PROVIDED PASSAGE
□ □ □ □ □ □ □

One thing that did bother me though was the large number of references to the 1993 paper by Schall and Luus in Statistics in Medicine. In the paper they provide a bootstrap approach that Shao and Pigeot proved was not consistent. It surprises me that Pigeot's survey articles in the DIJ and the joint work of Shao and Pigeot are not referenced and I did not see any disclaimers about the Schall and Luus procedure.

I was also disappointed that there was no discussion of an adaptive design for bioequivalence. I did such a two-stage design while working at Auxilium. It involved sample size reestimation at an interim time point using an AB/BA crossover design.

Nevertheless this book is a fantastic reference for bioavailability and bioequivalence and is definitely worth having. To every method there are numerical examples given with real data. Methods for individual and population bioequivalence are complicated and the authors cover all the complications in detail.

Now even if there were no updates in the first 16 chapters I would still buy the book because Chapters 17-20 are totally new chapters and are very enlightening. I particularly enjoyed Chapter 19. The book seems to be guided by the FDA research and a lot of emphasis is placed on the regulatory guidance and guidelines related to the various types of bioequivalence studies by the FDA and the EMEA. But in Chapter 19 the authors take an independent look and are critical of some of the guidances based on statistical research in the literature. For instance the use of log transformations is brought into question for AUC and Cmax and back transforming to the original scale can create biases when the analysis is properly done on the log scale.

□ □ □ □ □ □ □

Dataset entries
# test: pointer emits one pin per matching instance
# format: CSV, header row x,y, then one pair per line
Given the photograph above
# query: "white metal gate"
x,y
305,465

□ □ □ □ □ □ □

REQUIRED ACTION A
Condense the paragraph of the book review that begins "Nevertheless this book is a fantastic reference" into a short bulleted list that keeps its main facts.
REQUIRED ACTION B
According to the book review, which chapters of the book are totally new?
REQUIRED ACTION C
Carry on writing the book review from the point where it stops.
The entries have nothing to do with the book review.

EXERCISE RESULT A
- The book is a fantastic reference for bioavailability and bioequivalence and is well worth having.
- Every method comes with numerical examples that use real data.
- The authors cover the complications of individual and population bioequivalence methods in detail.

EXERCISE RESULT B
Chapters 17-20 are totally new.

EXERCISE RESULT C
Another nice feature of the book is that all the latest statistical methods that have a place here are mentioned. This includes mixed effects linear and non-linear models, generalized estimating equations, the bootstrap and other nonparametric approaches. Also the complications of ocnfoundiong in crossover trials and the many subtle issues associated with equivalence testing and crossover designs are covered. Nothing is avoided deliberately.

Topics that I was not familiar with that interested me were generalized p-values, the linearization approach of Hyslop et al. for parametric estimation of individual bioequivalence, bioequivalence meta-analyses,and in vivo drug interaction studies for nasal sprays.